Write every record out again exactly as given.

□ □ □ □

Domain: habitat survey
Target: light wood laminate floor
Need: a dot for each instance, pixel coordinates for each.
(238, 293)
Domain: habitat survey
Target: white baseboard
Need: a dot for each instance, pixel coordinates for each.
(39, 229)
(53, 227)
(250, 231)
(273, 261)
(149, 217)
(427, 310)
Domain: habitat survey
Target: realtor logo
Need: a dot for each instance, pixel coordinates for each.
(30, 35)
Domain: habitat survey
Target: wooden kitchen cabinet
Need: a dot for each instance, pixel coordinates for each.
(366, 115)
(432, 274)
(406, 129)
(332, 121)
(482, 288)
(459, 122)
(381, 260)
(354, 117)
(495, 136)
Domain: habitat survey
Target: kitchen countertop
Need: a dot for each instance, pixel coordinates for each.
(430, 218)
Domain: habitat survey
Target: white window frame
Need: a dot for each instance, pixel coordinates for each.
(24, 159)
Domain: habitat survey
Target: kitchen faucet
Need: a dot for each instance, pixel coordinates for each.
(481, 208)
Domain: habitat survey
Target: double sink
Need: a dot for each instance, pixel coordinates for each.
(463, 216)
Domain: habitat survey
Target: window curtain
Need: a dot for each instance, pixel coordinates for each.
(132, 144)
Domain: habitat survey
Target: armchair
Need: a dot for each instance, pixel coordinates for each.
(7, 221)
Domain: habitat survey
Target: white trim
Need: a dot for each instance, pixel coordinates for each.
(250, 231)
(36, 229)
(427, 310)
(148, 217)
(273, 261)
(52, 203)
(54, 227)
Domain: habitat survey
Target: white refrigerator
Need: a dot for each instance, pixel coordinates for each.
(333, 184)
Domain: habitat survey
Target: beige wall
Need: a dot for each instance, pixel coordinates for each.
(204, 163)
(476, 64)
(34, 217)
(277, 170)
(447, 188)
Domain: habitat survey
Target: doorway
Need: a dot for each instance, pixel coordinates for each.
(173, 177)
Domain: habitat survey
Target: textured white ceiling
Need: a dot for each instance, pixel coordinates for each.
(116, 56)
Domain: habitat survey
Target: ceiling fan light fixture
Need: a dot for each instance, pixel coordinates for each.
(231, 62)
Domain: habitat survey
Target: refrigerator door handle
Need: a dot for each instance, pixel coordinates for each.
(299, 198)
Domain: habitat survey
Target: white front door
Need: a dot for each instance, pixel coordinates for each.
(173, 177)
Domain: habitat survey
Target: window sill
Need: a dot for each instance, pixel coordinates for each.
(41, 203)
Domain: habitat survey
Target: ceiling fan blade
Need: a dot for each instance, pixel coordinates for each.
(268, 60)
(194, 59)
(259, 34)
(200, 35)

□ □ □ □

RESPONSE TO THIS EXERCISE –
Domain: habitat survey
Target: light wood laminate floor
Need: a dot for each instance, pixel coordinates for each.
(238, 293)
Domain: habitat survey
Target: white baseboard
Need: a dot for each instance, pixel coordinates for each.
(39, 229)
(53, 227)
(250, 231)
(273, 261)
(149, 217)
(427, 310)
Domain: habitat survey
Target: realtor logo
Need: a dot for each instance, pixel coordinates for each.
(30, 35)
Domain: habitat survey
Target: wooden kitchen cabinet
Need: a dot for each instance, pixel coordinates for each.
(366, 115)
(432, 274)
(406, 129)
(332, 121)
(482, 288)
(459, 122)
(381, 260)
(354, 117)
(495, 136)
Domain: habitat survey
Target: kitchen countertop
Need: a dot for each instance, pixel coordinates for each.
(430, 218)
Domain: habitat survey
Target: white window frame
Need: a dot for each instance, pixel coordinates for each.
(24, 159)
Domain: habitat survey
Target: kitchen faucet
Need: a dot for each instance, pixel coordinates for each.
(481, 208)
Domain: habitat survey
Target: double sink
Need: a dot for each instance, pixel coordinates for each.
(463, 216)
Domain: habitat survey
Target: window curtain
Need: a dot for each instance, pixel coordinates for each.
(132, 144)
Domain: habitat survey
Target: armchair
Need: a dot for each instance, pixel coordinates for each.
(7, 221)
Domain: habitat survey
Target: white trim
Need: a dot for each instance, pixel coordinates for each.
(250, 231)
(36, 229)
(427, 310)
(148, 217)
(273, 261)
(52, 203)
(54, 227)
Domain: habitat survey
Target: white refrigerator
Need: a dot for each instance, pixel coordinates for each.
(333, 184)
Domain: habitat survey
Target: beige wall
Need: a dot for each instance, pixel coordinates for each.
(204, 163)
(476, 64)
(34, 217)
(277, 170)
(447, 188)
Domain: habitat survey
Target: doorway
Need: a dot for each instance, pixel coordinates for each.
(173, 177)
Domain: habitat survey
Target: textured white ceiling
Need: a dot for each instance, pixel coordinates for each.
(116, 56)
Domain: habitat survey
Target: ceiling fan light fixture
Need: a dot for each instance, pixel coordinates for each.
(231, 62)
Domain: habitat survey
Target: refrigerator door handle
Need: a dot for each instance, pixel coordinates for each.
(299, 198)
Domain: habitat survey
Target: white front door
Need: a dot for each instance, pixel coordinates for each.
(173, 177)
Domain: habitat survey
Target: window sill
Need: a dot for each instance, pixel coordinates for each.
(41, 203)
Domain: habitat survey
Target: ceiling fan blade
Need: a dot for each instance, pixel coordinates for each.
(268, 60)
(194, 59)
(259, 34)
(200, 35)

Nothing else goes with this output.